══ Alıntı ══

“Hayvan yetiştirmek giyimden daha kârlı”
  1. Anasayfa
  2. Genel

“Hayvan yetiştirmek giyimden daha kârlı”

0

Roman Mağazaları’nın sahibi Turgut Toplusoy, 10 yıl önce işe dönüştürdüğü hayvancılık tutkusunu ve işini büyütme planlarını anlatıyor.

İstanbul’un Çekmeköy ilçesi, o zamanlar çiftliklerin olduğu, tarım yapılan bir bölgeydi. Şimdiki gibi şehrin ortasında, trafiğin kilitlendiği bir yer değildi. Az sayıda çiftlikte tarımın yanı sıra hayvancılık yapılıyordu.

Onun hayatına hayvancılık daha 10’lu yaşların başında girmişti. Babaannesi ve dedesinin çiftliği sayesinde ilkokul döneminde çiftlik hayatıyla tanışmıştı. Babasının ailesi orada süt hayvancılığı yapıyordu. Küçük bir çocuk olarak çiftlikte yaşamayı, hayvanlarla içi içe bir hayatı sevmişti. Kendi deyimiyle, hayvancılık konusundaki enerjiyi daha o yıllarda hissetmişti. Sonradan bir merak, hatta tutkuya dönüşecek hayvan yetiştiriciliğini kafasına 10’lu yaşların sonuna doğru koymuştu.

═══

Alıştırma Yönergesi: Lütfen hayvancılık tutkusunu anlatan yazıyı kaldığı yerden sürdürün.

══ Veriler ══

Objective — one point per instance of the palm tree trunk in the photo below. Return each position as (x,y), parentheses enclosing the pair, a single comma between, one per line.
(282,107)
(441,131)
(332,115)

═══

Görev Çıktısı:
Hayata atıldığında Roman mağazasıyla giyim perakendeciliğine girdi ama Turgut Toplusoy’un aklının bir köşesinde hayvancılık hep vardı. 2010 yılında bu tutkusunu gerçeğe dönüştürmek isteyince o dönemdeki Lüleburgaz bayiini arayıp, çiftlik bulma konusunda destek istedi: “İyi bir yer bulursan birlikte yaparız, seni de ortak ederim.”

Arayış çok fazla sürmedi ve birkaç çiftlik ziyaretinden sonra “işte bu” diyerek kararını verdi. “Çok beğendim ve hiç pazarlık yapmadan satın aldım” diyerek o dönemdeki duygusunu anlatan Roman’ın Yönetim Kurulu Başkanı Turgut Toplusoy, bu tutkusunu, geldiği son durumu ve hedeflerini paylaştı:

TUTKUYLA İŞE GİRDİM

Lüleburgaz’daki çiftlik işine yaklaşık 15 sene önce başladım. Çocukluk hayalimdi ve çocukken hep ‘bu iş ölmez’ diye düşünür, heveslenirdim. Bu düşünceyle çiftliği satın aldım ve 10 senedir de hayvan yetiştiriciliği yapıyorum. Arazimiz 150 bin metrekareydi. Başlarken 500’den fazla hayvanımız vardı.

Benim çiftliği aldığım kişi tekstil ihracatı yapıyordu. Bir yandan da çiftliği yönetemediği için satmaya karar vermişti ve ben de aldım. O dönemde bizim bayimiz olan kişiye yönetmesi için küçük bir hisse de verdim.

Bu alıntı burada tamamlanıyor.